**The input:**

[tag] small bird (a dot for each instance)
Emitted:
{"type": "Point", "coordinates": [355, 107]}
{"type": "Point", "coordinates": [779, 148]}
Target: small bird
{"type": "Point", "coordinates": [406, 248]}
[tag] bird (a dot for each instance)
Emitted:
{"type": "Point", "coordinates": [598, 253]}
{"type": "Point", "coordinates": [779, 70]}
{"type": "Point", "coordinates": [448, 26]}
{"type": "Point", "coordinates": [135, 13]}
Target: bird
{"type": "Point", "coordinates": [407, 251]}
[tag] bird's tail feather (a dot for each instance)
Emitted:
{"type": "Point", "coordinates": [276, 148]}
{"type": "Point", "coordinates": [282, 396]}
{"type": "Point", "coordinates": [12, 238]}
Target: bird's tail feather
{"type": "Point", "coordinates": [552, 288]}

**Exercise details:**
Please rewrite the part of the entries above that opens with the line containing "[tag] bird's tail" and runs through the end of the entries as a numbered list, leaving out any blank lines.

**Output of the task:**
1. [tag] bird's tail feather (a dot for each instance)
2. Emitted:
3. {"type": "Point", "coordinates": [276, 148]}
4. {"type": "Point", "coordinates": [282, 396]}
5. {"type": "Point", "coordinates": [12, 238]}
6. Target: bird's tail feather
7. {"type": "Point", "coordinates": [552, 288]}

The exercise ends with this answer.